- Assigned task -
From the first entry to the last, repeat them all exactly.

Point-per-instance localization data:
>>>>
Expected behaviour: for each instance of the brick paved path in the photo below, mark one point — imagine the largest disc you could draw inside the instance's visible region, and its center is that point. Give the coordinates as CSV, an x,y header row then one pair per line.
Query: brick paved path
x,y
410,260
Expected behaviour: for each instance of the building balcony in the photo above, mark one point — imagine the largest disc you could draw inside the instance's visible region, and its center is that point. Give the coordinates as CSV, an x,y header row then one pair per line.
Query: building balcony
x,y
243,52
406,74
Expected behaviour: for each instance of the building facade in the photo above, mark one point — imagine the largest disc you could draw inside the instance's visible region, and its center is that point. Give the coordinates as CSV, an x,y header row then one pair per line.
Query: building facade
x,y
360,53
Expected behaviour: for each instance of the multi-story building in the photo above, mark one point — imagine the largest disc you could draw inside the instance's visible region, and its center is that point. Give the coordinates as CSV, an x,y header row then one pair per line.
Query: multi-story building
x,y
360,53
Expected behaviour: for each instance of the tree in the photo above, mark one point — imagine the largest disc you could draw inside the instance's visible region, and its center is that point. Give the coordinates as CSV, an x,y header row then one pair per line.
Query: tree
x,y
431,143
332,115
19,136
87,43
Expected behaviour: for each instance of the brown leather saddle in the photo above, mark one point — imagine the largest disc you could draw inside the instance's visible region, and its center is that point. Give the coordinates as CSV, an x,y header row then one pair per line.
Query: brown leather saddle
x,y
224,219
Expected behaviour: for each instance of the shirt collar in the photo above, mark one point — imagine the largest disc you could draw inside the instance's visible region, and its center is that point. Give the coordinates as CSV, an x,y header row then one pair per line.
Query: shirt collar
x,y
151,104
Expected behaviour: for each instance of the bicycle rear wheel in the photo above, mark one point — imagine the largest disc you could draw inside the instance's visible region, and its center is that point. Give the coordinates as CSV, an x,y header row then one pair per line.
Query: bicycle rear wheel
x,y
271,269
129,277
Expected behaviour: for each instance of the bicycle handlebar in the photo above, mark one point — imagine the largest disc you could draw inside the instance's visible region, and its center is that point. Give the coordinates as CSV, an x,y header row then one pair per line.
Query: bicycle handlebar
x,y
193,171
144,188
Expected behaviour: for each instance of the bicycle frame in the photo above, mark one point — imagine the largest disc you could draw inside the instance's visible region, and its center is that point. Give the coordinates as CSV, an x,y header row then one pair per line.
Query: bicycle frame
<<<<
- Response to the exercise -
Expected behaviour: for each instance of the brick paved path in the photo below, mark one point — imagine the largest disc you could draw inside the instance's visible region, and its center is that point. Give the coordinates as CSV, an x,y header row then one pair per line.
Query: brick paved path
x,y
410,260
Expected behaviour: for each instance of the building balcony in the photo above, mark one point — imagine the largest disc you could draw inside the instance's visible region, and its center is that point. Give the coordinates as CSV, an x,y header row then one pair per line.
Query: building balcony
x,y
243,52
406,74
Expected behaviour: for each instance of the building facade in the photo above, mark one point — imagine the largest disc you could draw inside the instance's visible region, and its center is that point. Give the coordinates as CSV, an x,y header row then one pair per line.
Query: building facade
x,y
360,53
Expected behaviour: for each instance of the multi-story building in the photo above, mark one point — imagine the largest disc you could draw inside the instance's visible region, and its center is that point. Give the coordinates as CSV, an x,y header row then one pair per line.
Query: multi-story building
x,y
360,53
Expected behaviour: for each instance of the tree in the photo above, mark one point — imagine the largest disc you could draw inside the instance's visible region, and its center is that point. Give the coordinates as CSV, an x,y header row then one pair per line.
Query: tree
x,y
431,143
332,115
19,136
87,43
Expected behaviour: for each instance of the brown leather saddle in the photo above, mark one point — imagine the largest disc you could draw inside the instance's visible region, and its center is that point. Give the coordinates as CSV, an x,y header row then one pair per line.
Query: brown leather saddle
x,y
224,219
Expected behaviour: for each instance of the shirt collar in the photo above, mark one point — imagine the largest disc you could draw inside the instance's visible region, and its center is that point. Give the coordinates as CSV, an x,y header row then one pair per line.
Query: shirt collar
x,y
151,104
Expected behaviour: for each instance of the bicycle rear wheel in the photo above, mark one point — imagine the largest disc you could draw inside the instance's visible region, and its center is that point. Give the coordinates as CSV, an x,y header row then one pair per line.
Query: bicycle rear wheel
x,y
271,269
129,277
Expected behaviour: for each instance of the bicycle handlebar in the photo above, mark one point — imagine the largest disc you could draw inside the instance's visible region, and its center is that point. Give the coordinates as CSV, an x,y header row then one pair per line.
Query: bicycle handlebar
x,y
193,171
144,188
Expected behaviour: for each instance of the bicycle frame in the photo above, mark one point — imagine the largest disc you could draw inside the instance's visible region, and its center is that point. Give the coordinates as CSV, an x,y header row then one pair per line.
Query: bicycle frame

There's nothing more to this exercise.